Information given —
=== Section Start ===
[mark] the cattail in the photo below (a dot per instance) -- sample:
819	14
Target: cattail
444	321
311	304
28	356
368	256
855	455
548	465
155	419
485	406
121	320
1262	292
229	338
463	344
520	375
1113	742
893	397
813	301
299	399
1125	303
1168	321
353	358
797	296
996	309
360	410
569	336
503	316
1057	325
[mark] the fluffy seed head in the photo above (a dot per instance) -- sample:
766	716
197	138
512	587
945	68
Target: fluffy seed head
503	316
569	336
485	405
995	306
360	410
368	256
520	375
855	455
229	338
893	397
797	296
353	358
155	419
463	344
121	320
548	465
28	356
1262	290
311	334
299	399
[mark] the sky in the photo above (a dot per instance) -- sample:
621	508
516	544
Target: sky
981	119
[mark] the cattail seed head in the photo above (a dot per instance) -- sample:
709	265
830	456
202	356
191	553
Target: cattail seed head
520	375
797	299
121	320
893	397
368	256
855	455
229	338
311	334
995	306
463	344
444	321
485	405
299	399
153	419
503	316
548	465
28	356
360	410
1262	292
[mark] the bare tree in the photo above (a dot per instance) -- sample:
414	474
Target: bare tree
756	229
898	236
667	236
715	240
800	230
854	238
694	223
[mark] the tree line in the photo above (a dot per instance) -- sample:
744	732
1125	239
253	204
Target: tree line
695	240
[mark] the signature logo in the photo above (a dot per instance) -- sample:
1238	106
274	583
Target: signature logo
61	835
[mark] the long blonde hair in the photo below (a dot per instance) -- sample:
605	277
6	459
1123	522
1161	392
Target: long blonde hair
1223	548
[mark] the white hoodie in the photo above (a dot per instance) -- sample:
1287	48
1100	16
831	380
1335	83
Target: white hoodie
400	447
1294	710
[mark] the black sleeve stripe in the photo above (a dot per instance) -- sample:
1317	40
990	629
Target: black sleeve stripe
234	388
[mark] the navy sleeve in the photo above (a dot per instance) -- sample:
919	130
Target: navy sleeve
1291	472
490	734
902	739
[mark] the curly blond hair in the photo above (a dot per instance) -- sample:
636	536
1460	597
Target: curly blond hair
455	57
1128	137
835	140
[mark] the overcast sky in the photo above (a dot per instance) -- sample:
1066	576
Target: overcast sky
=== Section End ===
Please retype all of the records, keeping each line exactly as it is.

Exercise output —
[mark] the cattail in the photo below (a dot per instance) -- sample:
819	14
Target: cattail
444	321
311	304
28	356
368	256
855	455
548	465
155	419
485	406
121	320
1262	292
229	338
463	344
520	375
1113	742
893	397
813	301
299	399
1125	303
1168	321
353	358
797	296
996	309
360	410
569	336
503	316
1057	325
[mark] the fluffy seed head in the photo above (a dot per instance) -- sample:
766	716
197	138
512	587
945	68
Target: fluffy seed head
503	316
569	336
485	405
995	306
360	410
368	256
520	375
855	455
229	338
893	397
797	296
353	358
155	419
463	344
121	320
548	465
28	356
1262	290
311	334
299	399
[mark] the sky in the photo above (a dot per instance) -- sample:
621	508
516	544
Target: sky
981	119
[mark] the cattail seed head in the photo above (a dot per instance) -- sample:
709	265
830	456
202	356
191	553
Target: cattail seed head
520	375
797	299
121	320
893	397
368	256
855	455
229	338
311	334
995	306
463	344
444	321
485	405
299	399
153	419
503	316
548	465
28	356
360	410
1262	292
[mark] the bare tree in the photo above (a dot per instance) -- sample:
414	474
Target: bare tree
756	229
898	236
667	236
715	240
800	230
854	238
694	223
[mark] the tree line in the photo above (a dot per instance) -- sample:
744	732
1125	239
253	204
Target: tree line
695	240
[mark] the signature logo in the photo above (a dot per instance) -- sample:
1238	106
274	583
Target: signature logo
61	835
[mark] the long blonde hair in the photo below (a dot per instance) -- sample:
605	277
6	459
1123	522
1161	392
Target: long blonde hair
1223	548
[mark] the white hoodie in the photo above (a dot per instance) -- sample:
1287	48
1100	16
831	380
1335	83
Target: white hoodie
400	447
1294	710
[mark] the black sleeve stripe in the photo above (a dot per instance) -- sample:
1317	40
990	629
Target: black sleeve stripe
234	388
[mark] the navy sleeve in the photo above (a dot per instance) -- sample:
919	130
Target: navy sleeve
1291	472
490	734
902	739
[mark] the curly blond hair in the photo above (a dot per instance) -- sample:
636	536
1460	597
Target: curly blond hair
455	57
1128	137
835	140
[mark] the overcast sky in the photo above (a dot per instance) -- sample:
1066	576
Target: overcast sky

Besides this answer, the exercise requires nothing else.